### DATASET RECORDS
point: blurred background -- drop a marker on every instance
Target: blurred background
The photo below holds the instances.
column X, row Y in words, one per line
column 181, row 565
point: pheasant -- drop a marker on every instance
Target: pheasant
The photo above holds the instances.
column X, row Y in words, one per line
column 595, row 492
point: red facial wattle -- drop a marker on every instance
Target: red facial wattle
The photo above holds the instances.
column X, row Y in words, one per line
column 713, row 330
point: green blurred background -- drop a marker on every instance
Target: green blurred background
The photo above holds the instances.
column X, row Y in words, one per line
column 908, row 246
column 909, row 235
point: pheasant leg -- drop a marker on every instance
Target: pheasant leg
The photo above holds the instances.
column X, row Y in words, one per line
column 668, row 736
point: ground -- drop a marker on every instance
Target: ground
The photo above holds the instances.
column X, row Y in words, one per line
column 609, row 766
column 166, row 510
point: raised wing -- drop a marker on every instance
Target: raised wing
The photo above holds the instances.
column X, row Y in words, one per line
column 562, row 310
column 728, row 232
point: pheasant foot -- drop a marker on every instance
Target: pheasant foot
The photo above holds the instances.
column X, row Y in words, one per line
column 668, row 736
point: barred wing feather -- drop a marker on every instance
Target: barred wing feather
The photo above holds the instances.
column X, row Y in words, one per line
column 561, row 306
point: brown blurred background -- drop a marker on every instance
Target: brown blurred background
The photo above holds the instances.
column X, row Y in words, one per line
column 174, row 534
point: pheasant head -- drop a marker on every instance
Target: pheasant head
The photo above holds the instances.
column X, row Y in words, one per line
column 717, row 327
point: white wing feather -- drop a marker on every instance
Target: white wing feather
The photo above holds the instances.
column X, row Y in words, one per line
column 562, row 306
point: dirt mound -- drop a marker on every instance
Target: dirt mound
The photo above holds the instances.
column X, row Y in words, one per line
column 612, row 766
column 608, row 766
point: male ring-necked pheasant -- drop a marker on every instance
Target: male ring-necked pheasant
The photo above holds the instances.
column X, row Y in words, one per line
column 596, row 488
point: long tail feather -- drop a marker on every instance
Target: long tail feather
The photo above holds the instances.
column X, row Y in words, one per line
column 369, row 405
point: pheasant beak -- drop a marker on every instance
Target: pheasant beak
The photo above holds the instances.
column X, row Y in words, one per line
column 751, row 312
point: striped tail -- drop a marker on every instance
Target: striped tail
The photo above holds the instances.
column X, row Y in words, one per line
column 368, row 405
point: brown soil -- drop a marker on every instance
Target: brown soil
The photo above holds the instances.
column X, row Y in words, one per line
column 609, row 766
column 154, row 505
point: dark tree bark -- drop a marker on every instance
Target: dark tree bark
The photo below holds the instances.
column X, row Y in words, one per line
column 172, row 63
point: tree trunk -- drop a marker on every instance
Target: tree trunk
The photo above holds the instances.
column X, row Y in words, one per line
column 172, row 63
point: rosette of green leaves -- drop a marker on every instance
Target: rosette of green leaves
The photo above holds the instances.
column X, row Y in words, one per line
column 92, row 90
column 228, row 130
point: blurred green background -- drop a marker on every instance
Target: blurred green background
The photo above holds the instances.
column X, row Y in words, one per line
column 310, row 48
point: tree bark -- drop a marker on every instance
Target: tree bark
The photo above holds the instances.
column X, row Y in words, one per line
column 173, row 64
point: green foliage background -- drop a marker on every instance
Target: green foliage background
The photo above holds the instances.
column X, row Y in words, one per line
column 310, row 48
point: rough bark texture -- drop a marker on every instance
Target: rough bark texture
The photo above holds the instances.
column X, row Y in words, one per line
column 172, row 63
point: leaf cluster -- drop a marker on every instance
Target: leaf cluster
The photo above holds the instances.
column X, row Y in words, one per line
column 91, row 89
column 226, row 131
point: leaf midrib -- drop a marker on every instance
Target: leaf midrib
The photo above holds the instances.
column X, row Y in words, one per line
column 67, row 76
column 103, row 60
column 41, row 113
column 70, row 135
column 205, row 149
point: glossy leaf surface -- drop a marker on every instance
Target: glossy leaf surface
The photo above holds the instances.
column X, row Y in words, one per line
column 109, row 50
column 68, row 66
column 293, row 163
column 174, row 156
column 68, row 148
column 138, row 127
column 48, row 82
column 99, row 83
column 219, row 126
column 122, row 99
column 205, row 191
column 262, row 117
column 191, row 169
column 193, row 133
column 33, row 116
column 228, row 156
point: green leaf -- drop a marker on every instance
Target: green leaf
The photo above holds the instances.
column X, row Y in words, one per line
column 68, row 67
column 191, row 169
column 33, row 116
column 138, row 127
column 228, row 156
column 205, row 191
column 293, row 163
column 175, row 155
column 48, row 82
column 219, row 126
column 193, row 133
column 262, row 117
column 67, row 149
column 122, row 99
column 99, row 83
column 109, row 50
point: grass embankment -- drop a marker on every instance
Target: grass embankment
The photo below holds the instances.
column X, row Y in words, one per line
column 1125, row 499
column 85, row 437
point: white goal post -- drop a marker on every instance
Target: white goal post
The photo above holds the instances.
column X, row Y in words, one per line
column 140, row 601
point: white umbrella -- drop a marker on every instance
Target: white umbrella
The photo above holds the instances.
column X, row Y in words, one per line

### WORK TO BE COMPLETED
Your reply should consist of one number: how many lines in the entries contain the string "dark".

### REPLY TO THE EXERCISE
2